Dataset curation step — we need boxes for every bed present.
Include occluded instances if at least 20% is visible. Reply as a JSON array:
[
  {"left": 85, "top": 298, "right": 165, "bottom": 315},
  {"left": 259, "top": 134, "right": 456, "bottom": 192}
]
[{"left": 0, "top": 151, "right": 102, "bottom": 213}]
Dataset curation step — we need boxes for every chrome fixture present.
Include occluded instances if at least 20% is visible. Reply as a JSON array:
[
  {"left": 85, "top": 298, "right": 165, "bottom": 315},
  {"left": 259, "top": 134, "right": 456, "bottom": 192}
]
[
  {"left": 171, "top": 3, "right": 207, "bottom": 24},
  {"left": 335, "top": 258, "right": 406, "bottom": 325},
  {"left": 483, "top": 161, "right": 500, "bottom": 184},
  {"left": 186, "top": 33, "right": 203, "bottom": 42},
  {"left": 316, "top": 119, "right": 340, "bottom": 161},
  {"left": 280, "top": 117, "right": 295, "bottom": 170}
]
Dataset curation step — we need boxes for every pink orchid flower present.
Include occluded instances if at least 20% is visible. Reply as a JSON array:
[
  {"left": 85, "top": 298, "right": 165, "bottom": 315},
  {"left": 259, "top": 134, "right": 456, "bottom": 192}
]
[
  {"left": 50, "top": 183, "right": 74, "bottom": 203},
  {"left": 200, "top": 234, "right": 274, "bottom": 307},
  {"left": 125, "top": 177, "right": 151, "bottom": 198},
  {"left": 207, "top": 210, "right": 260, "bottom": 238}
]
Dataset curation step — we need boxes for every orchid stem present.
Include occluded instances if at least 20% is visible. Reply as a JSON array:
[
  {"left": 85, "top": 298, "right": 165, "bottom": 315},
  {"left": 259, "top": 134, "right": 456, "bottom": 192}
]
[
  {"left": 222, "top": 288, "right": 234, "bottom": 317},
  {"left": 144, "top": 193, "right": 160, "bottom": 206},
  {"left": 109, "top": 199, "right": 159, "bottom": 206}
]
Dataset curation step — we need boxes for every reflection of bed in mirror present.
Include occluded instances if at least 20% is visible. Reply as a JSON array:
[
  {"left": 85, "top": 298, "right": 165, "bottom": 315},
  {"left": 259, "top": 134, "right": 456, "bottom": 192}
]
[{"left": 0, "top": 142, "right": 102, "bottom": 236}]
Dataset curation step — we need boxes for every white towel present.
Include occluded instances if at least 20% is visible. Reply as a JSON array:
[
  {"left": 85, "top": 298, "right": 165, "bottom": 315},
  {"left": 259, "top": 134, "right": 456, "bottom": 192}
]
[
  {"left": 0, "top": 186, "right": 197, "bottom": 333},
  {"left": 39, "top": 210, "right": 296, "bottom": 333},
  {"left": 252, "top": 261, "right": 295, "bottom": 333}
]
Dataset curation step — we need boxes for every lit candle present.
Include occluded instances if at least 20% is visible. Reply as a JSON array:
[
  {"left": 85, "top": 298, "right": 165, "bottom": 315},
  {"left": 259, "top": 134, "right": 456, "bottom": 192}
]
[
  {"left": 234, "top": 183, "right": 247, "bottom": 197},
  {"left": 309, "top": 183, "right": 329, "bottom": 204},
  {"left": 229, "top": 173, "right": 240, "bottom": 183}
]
■ ■ ■ ■ ■ ■ ■
**Exercise:**
Take the entries above and transcribe them exactly.

**Finished exercise:**
Dataset curation step — we need boxes for every bed present.
Include occluded instances if at least 20% is visible. Reply as a JSON array:
[
  {"left": 85, "top": 298, "right": 165, "bottom": 315},
  {"left": 259, "top": 134, "right": 456, "bottom": 192}
]
[{"left": 0, "top": 151, "right": 102, "bottom": 213}]
Dataset curation step — we need boxes for every chrome fixture present.
Include occluded instances if at least 20% is visible. Reply as a JSON array:
[
  {"left": 85, "top": 298, "right": 165, "bottom": 315},
  {"left": 259, "top": 134, "right": 456, "bottom": 192}
]
[
  {"left": 171, "top": 3, "right": 207, "bottom": 24},
  {"left": 335, "top": 258, "right": 406, "bottom": 325},
  {"left": 483, "top": 161, "right": 500, "bottom": 184},
  {"left": 186, "top": 33, "right": 203, "bottom": 42},
  {"left": 316, "top": 119, "right": 340, "bottom": 161},
  {"left": 280, "top": 117, "right": 295, "bottom": 170}
]
Dataset curation step — we need boxes for every pink orchid flower present.
Include occluded instances if at least 20% is visible. Reply as a JSON array:
[
  {"left": 85, "top": 298, "right": 165, "bottom": 315},
  {"left": 259, "top": 134, "right": 456, "bottom": 192}
]
[
  {"left": 50, "top": 183, "right": 74, "bottom": 203},
  {"left": 200, "top": 234, "right": 274, "bottom": 307},
  {"left": 125, "top": 177, "right": 151, "bottom": 198},
  {"left": 207, "top": 210, "right": 260, "bottom": 238}
]
Dataset curation step — we need boxes for every orchid stem present.
Include occluded instances if at least 20% is visible. Reply as a JSON array:
[
  {"left": 85, "top": 298, "right": 165, "bottom": 315},
  {"left": 259, "top": 134, "right": 456, "bottom": 192}
]
[
  {"left": 222, "top": 288, "right": 234, "bottom": 317},
  {"left": 144, "top": 193, "right": 160, "bottom": 206},
  {"left": 109, "top": 199, "right": 159, "bottom": 206}
]
Dataset curation step — we need boxes for every reflection of bed in mirror present.
Include occluded instances if at least 20% is visible. Reply as a JSON array:
[
  {"left": 85, "top": 298, "right": 165, "bottom": 315},
  {"left": 259, "top": 134, "right": 456, "bottom": 192}
]
[{"left": 0, "top": 142, "right": 102, "bottom": 236}]
Dataset curation step — we need boxes for every white towel present.
Include occluded instances if at least 20% is visible. Reply as a JSON array:
[
  {"left": 85, "top": 298, "right": 165, "bottom": 315},
  {"left": 259, "top": 134, "right": 456, "bottom": 192}
]
[
  {"left": 0, "top": 186, "right": 197, "bottom": 333},
  {"left": 39, "top": 210, "right": 296, "bottom": 333},
  {"left": 252, "top": 261, "right": 295, "bottom": 333}
]
Dataset curation step — we need boxes for every lit candle present.
Include occluded instances if at least 20% is visible. Reply as a JSON array:
[
  {"left": 85, "top": 298, "right": 165, "bottom": 315},
  {"left": 259, "top": 134, "right": 456, "bottom": 192}
]
[
  {"left": 234, "top": 183, "right": 247, "bottom": 197},
  {"left": 309, "top": 183, "right": 329, "bottom": 204},
  {"left": 229, "top": 173, "right": 240, "bottom": 183}
]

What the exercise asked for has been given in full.